__SOAL LATIHAN__
a: Kutip dari teks tentang logika dan hukum bagian yang dimulai dengan "Selain sebagai dalang" dan berlanjut hingga "menutupi kejahatan utamanya.".
b: Ringkas paragraf yang diawali "Sementara, hukum dalam penerapannya" pada teks tentang logika dan hukum tanpa menghilangkan fakta pokoknya.
c: Lanjutkan teks tentang logika dan hukum, dimulai tepat setelah kalimat terakhirnya.

Logika itu berasal dari akal sehat yang merupakan salah satu perangkat khusus yang diberikan Sang Khalik untuk mendeteksi sebuah kebenaran awal.
Memang benar, logika bukanlah fakta tetapi penyelarasan antara pengalaman, ilmu pengetahuan, dan kesadaran yang dihimpun secara koheren sehingga memberi suatu hipotesis awal mengenai suatu hal.
Sementara, hukum dalam penerapannya mensyaratkan adanya fakta dan bukti, akan tetapi yang mendasari hubungan antara terjadinya sebuah tindak pidana dengan fakta dan bukti tersebut adalah logika.
Dan kebenaran logika publik itu terbukti dalam persidangan kasus pembunuhan berencana Brigadir Josua.
Ferdy Sambo diyakini JPU telah terbukti dan meyakinkan menjadi dalang dan otak dari tindak pidana pembunuhan berencana.
Selain sebagai dalang pembunuhan berencana, Sambo pun mengorkestrasi  anak buahnya untuk melakukan kejahatan lain yakni obstruction of justice untuk menutupi kejahatan utamanya.

__DATA TERSEDIA__
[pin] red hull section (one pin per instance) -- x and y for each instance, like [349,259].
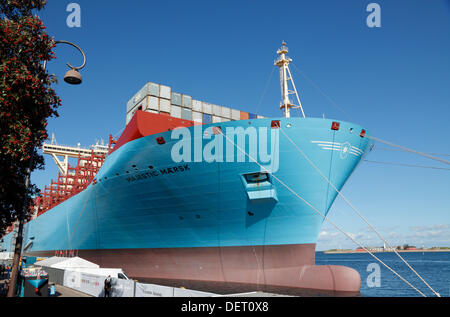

__JAWABAN LATIHAN__
a:
Selain sebagai dalang pembunuhan berencana, Sambo pun mengorkestrasi  anak buahnya untuk melakukan kejahatan lain yakni obstruction of justice untuk menutupi kejahatan utamanya.

b: Penerapan hukum memerlukan fakta dan bukti, tetapi logikalah yang menghubungkan terjadinya tindak pidana dengan fakta dan bukti tersebut.

c:
Artinya Ferdy Sambo dengan segala pengaruh jabatan, kekuasaan, dan uangnya, dalam satu kesempatan mendalangi dua kejahatan sekaligus.
Ironisnya, dari setiap kejahatan yang dilakukannya, Ferdy Sambo menyeret pihak lain yang sebenarnya tak berhubungan langsung dengan masalah yang memicu terjadinya tindak pidana pembunuhan berencana tersebut.
Tak kurang dari 35 orang Polisi yang merupalan anak buahnya terlibat di dalam kejahatan  yang didalanginya.
Selain itu institusi Polri tempat dia mengabdi selama puluhan tahun pun citranya menjadi berantakan karena tingkah bejat dan sadis  Sambo tersebut.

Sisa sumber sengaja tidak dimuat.